*** EXCERPTED DATA

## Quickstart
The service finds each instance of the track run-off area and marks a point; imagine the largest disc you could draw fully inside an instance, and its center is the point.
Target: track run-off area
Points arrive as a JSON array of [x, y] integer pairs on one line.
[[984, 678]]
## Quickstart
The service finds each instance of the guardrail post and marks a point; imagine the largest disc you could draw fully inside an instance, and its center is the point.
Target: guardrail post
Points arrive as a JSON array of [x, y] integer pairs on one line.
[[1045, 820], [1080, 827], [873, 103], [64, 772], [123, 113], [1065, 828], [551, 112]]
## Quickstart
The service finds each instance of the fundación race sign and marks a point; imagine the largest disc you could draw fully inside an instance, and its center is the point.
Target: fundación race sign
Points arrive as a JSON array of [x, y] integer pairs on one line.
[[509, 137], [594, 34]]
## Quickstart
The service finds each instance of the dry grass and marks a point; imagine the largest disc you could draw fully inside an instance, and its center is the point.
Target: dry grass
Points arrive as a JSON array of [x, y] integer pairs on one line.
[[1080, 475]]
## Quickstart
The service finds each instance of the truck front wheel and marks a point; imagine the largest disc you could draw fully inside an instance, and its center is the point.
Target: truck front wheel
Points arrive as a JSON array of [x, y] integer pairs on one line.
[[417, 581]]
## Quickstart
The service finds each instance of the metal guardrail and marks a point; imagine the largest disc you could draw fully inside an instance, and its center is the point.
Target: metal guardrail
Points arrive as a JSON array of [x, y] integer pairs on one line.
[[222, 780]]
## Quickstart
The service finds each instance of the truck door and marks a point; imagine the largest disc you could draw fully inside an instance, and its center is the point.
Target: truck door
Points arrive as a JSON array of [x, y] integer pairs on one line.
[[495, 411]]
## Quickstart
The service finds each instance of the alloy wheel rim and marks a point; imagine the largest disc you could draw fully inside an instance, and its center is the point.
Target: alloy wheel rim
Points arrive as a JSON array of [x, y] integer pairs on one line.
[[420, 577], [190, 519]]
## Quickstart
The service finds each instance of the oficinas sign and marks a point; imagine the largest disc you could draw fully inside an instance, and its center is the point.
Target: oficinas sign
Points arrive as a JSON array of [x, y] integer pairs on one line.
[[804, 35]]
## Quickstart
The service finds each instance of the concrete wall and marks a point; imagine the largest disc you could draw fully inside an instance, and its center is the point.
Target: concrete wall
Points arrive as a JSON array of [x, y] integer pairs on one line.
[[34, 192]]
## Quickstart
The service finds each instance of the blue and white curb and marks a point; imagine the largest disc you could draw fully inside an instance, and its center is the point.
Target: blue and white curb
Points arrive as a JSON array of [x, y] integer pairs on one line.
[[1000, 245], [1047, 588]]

******

§ PROBLEM TO WORK ON:
The lines holding the word "oficinas" are the answer. Find them in the entries and copy them.

§ COMPLETED EXERCISE:
The service finds each instance of the oficinas sign and marks a point; imagine the largest disc you could draw fully inside an instance, and its center is the point.
Target: oficinas sign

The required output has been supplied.